Aim of the exercise:
Your answer should consist of each line below that contains the string "white".

(Image point grounding data)
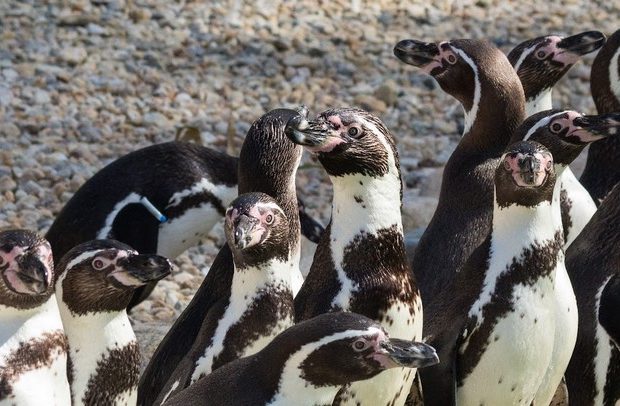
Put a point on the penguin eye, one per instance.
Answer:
(360, 345)
(556, 127)
(354, 132)
(98, 264)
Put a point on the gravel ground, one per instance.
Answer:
(84, 82)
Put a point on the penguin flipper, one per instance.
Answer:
(181, 337)
(608, 308)
(310, 228)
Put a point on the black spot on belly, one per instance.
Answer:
(533, 263)
(33, 354)
(116, 373)
(565, 205)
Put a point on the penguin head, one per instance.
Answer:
(101, 275)
(26, 267)
(605, 76)
(256, 229)
(525, 175)
(565, 133)
(461, 67)
(347, 141)
(338, 348)
(542, 61)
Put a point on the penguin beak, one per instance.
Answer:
(138, 270)
(247, 232)
(416, 53)
(314, 135)
(32, 276)
(593, 128)
(583, 43)
(410, 354)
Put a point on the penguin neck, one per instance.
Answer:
(540, 102)
(522, 224)
(92, 337)
(498, 107)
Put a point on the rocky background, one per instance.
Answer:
(85, 82)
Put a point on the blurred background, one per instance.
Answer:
(85, 82)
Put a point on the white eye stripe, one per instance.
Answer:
(526, 52)
(543, 122)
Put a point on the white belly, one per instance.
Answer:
(565, 335)
(44, 386)
(582, 208)
(512, 367)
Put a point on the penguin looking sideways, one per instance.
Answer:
(540, 63)
(601, 172)
(33, 346)
(496, 334)
(481, 78)
(593, 374)
(95, 283)
(307, 364)
(268, 163)
(360, 264)
(160, 199)
(261, 304)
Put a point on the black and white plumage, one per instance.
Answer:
(593, 374)
(95, 283)
(602, 172)
(496, 334)
(189, 184)
(565, 133)
(360, 264)
(307, 364)
(33, 346)
(540, 63)
(261, 300)
(481, 78)
(268, 163)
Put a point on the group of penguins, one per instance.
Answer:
(518, 271)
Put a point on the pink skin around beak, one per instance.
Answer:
(441, 60)
(529, 170)
(559, 55)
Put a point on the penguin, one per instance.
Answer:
(96, 280)
(540, 63)
(593, 374)
(481, 78)
(33, 346)
(307, 364)
(268, 164)
(601, 172)
(360, 264)
(565, 133)
(160, 199)
(261, 304)
(495, 335)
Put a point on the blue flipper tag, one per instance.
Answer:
(153, 210)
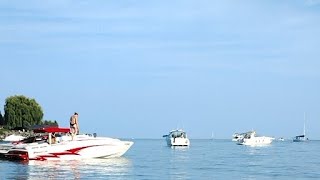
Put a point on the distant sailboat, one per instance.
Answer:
(303, 137)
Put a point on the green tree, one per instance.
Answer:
(1, 119)
(20, 111)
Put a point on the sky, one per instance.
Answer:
(138, 69)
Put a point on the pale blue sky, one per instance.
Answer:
(141, 68)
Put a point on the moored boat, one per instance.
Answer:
(60, 146)
(251, 139)
(13, 137)
(177, 138)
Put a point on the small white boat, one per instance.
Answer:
(64, 148)
(251, 139)
(237, 136)
(177, 138)
(303, 137)
(13, 137)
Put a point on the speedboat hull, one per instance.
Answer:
(83, 148)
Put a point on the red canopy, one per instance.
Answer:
(51, 130)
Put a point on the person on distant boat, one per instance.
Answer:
(74, 125)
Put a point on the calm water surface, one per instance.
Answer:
(204, 159)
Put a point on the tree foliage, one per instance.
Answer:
(20, 111)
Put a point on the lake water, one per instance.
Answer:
(204, 159)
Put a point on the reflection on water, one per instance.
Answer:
(76, 169)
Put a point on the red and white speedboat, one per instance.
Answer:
(62, 147)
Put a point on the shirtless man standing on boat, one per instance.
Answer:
(74, 125)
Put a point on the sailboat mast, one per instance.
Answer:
(304, 125)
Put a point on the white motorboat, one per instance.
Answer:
(177, 138)
(303, 137)
(62, 147)
(237, 136)
(13, 137)
(250, 138)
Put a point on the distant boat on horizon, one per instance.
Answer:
(302, 138)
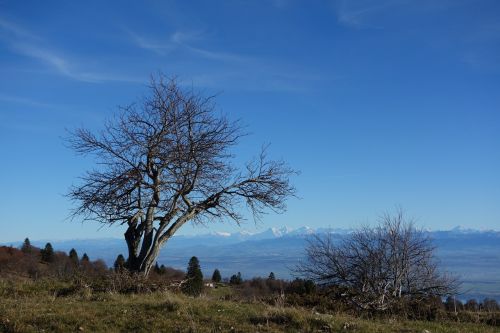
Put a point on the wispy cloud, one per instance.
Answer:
(357, 13)
(28, 102)
(23, 42)
(183, 40)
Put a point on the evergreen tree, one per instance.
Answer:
(119, 263)
(26, 247)
(47, 253)
(73, 258)
(216, 277)
(194, 283)
(157, 268)
(236, 279)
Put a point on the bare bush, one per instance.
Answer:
(378, 267)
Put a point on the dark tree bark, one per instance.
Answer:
(166, 163)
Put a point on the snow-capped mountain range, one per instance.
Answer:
(472, 254)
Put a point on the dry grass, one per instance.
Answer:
(48, 306)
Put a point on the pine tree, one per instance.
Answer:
(47, 253)
(194, 283)
(73, 257)
(157, 268)
(216, 277)
(26, 248)
(119, 263)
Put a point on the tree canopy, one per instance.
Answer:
(167, 161)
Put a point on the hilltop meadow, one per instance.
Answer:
(57, 292)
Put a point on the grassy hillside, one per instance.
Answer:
(51, 306)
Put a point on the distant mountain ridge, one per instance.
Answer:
(473, 254)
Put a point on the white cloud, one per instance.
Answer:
(23, 42)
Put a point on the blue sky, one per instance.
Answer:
(377, 103)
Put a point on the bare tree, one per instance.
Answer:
(168, 162)
(378, 266)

Completed exercise:
Put a point on the white eye stripe, one per instance.
Put a point on the white belly, one per instance.
Put a point on the black and white plumage, one per instance.
Put a point on the small white boat, one per instance.
Put a point on the red and white speedboat, one per instance.
Put a point on the white motorboat, one per instance.
Put a point on the white cloud, one per instance.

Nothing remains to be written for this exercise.